The problem =
Begin at the line below that contains "of train window." and stop after the line that contains "[364,101,385,190]". Return those lines only, as a JSON list of strings with one string per line and blank lines left out.

begin

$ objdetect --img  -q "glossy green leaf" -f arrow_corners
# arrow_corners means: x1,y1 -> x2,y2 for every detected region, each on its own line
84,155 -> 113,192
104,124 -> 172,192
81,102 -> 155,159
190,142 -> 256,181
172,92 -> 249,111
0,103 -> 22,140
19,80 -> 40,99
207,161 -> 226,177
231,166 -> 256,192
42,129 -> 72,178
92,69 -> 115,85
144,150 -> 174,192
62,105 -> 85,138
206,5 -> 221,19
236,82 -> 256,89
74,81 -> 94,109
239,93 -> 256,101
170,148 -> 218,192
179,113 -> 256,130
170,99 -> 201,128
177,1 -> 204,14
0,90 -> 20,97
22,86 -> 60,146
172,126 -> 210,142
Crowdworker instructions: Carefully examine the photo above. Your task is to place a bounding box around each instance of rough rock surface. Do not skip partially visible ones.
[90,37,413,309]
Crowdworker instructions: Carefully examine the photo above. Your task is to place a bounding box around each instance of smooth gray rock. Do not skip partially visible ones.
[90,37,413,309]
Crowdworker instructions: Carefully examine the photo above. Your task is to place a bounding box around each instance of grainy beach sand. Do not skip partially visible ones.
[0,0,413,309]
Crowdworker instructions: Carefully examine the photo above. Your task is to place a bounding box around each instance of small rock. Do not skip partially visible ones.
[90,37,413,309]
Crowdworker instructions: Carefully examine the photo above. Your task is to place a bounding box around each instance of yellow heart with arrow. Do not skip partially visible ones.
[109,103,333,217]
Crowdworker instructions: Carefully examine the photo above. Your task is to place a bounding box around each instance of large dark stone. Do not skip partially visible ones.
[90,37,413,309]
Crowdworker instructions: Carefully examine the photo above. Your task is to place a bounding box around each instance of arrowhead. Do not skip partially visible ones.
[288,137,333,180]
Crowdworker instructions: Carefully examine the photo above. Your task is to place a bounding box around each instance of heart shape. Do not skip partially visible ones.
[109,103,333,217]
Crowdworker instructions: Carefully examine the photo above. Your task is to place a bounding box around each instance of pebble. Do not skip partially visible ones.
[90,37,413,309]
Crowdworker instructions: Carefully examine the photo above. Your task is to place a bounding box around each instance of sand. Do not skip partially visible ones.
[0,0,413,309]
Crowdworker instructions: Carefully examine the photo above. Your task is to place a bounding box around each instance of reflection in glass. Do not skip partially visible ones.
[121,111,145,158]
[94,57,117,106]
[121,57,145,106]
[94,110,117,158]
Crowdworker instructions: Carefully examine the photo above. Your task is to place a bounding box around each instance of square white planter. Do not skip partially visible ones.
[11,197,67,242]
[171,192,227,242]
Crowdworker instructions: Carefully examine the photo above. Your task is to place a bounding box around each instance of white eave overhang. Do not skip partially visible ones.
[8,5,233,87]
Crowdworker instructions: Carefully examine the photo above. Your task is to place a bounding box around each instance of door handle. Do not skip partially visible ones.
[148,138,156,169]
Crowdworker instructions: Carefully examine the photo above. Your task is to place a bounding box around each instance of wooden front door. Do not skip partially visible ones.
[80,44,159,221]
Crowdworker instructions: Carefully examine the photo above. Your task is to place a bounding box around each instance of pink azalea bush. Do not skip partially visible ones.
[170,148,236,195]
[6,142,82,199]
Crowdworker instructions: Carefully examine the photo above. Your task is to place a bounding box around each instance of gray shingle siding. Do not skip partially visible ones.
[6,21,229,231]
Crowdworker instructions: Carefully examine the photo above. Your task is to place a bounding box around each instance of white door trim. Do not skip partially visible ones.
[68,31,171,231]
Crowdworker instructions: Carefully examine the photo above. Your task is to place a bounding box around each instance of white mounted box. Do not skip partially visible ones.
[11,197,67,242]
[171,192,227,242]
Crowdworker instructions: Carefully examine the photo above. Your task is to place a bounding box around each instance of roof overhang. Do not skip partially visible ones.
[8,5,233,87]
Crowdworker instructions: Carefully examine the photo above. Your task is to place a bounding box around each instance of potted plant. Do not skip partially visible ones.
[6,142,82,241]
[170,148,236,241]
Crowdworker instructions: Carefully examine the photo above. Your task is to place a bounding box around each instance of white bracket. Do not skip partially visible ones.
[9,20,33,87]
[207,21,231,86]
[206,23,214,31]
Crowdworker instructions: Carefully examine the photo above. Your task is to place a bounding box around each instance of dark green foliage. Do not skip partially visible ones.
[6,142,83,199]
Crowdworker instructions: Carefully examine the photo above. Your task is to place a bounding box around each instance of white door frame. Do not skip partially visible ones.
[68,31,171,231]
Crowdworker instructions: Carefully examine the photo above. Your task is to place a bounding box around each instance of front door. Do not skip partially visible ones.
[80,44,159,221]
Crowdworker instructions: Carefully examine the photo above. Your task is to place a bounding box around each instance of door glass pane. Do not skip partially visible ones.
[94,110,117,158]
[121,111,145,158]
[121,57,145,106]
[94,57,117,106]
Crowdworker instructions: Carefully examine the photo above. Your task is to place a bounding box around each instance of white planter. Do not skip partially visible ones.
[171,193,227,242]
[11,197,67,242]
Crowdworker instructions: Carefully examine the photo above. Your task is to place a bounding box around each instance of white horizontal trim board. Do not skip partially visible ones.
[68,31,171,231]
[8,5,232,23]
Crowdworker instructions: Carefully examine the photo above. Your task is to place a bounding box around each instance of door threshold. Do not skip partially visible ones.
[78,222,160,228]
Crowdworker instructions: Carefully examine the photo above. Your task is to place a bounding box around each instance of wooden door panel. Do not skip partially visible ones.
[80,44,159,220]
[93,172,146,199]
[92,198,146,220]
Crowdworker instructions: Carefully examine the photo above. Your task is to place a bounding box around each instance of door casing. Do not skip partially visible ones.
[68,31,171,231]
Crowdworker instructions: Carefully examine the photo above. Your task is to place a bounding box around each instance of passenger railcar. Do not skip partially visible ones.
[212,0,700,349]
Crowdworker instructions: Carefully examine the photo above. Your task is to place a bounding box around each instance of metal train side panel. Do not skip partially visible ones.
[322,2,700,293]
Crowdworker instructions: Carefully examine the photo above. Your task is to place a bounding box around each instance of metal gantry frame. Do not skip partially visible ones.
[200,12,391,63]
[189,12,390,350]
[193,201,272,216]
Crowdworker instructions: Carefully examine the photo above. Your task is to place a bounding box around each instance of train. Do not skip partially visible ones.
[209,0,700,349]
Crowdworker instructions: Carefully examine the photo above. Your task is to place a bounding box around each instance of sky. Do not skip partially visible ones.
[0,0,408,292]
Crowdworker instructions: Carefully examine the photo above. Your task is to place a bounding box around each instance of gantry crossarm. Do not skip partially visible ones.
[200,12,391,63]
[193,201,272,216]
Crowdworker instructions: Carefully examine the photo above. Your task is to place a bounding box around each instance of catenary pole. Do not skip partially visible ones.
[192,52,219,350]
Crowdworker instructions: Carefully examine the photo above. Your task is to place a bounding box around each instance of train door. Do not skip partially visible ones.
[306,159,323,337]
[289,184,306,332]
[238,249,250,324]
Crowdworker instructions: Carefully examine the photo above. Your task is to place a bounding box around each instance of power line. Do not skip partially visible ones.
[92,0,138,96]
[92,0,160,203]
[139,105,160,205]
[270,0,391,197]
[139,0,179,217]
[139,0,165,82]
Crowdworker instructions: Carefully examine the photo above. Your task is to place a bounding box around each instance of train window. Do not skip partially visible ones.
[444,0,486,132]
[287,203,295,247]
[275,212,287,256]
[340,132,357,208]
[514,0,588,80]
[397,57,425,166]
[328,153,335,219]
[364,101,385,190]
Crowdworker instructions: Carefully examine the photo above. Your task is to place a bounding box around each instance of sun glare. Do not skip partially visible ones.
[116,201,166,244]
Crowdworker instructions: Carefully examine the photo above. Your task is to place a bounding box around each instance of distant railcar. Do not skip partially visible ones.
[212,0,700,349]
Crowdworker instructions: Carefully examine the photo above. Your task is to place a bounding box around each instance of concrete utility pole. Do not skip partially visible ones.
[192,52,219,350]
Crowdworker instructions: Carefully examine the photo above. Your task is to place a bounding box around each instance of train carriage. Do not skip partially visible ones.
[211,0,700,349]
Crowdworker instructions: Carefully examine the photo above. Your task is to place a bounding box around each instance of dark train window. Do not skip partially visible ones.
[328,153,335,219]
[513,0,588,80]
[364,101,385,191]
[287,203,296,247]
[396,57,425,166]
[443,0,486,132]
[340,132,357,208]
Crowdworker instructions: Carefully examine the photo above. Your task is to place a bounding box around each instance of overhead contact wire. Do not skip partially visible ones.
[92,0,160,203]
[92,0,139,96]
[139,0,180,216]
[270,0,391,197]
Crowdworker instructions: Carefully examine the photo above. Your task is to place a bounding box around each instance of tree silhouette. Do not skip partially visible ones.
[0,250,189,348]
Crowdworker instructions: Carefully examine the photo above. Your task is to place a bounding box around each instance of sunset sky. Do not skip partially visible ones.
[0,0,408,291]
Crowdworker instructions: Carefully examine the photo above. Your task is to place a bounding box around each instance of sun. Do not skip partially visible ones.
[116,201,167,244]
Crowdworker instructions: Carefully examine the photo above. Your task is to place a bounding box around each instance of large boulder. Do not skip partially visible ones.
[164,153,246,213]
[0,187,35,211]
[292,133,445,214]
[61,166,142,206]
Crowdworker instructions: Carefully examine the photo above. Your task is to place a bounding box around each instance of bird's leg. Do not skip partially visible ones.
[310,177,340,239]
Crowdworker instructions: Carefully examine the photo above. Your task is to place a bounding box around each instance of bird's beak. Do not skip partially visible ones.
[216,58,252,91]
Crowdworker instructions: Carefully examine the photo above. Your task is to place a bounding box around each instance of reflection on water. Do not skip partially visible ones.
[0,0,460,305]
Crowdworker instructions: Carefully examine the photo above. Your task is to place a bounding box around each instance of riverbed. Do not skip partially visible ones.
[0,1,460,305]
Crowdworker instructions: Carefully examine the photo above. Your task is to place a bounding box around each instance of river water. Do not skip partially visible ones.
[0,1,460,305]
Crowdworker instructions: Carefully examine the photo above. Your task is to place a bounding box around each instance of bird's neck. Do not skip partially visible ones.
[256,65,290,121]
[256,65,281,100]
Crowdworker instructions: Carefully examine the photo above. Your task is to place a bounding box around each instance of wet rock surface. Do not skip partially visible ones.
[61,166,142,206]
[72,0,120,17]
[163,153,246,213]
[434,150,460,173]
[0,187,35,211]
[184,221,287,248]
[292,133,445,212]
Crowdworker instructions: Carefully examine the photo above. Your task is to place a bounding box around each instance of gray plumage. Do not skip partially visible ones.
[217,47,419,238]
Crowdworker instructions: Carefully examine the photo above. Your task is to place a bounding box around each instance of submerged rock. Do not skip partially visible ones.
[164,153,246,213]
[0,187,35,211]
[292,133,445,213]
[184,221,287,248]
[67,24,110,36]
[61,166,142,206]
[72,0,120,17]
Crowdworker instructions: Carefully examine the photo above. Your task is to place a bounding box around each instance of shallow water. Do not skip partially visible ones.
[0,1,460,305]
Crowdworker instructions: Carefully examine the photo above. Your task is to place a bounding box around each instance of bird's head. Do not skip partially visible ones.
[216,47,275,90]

end

Written answer =
[
  "Crowdworker instructions: Carefully examine the photo above. Your task is to place a bounding box around each instance of train window. Do not skip partially visible ones.",
  "[444,0,486,132]",
  "[287,203,295,247]",
  "[275,212,287,256]",
  "[340,132,357,208]",
  "[514,0,588,80]",
  "[397,57,425,166]",
  "[328,153,335,219]",
  "[364,101,385,190]"
]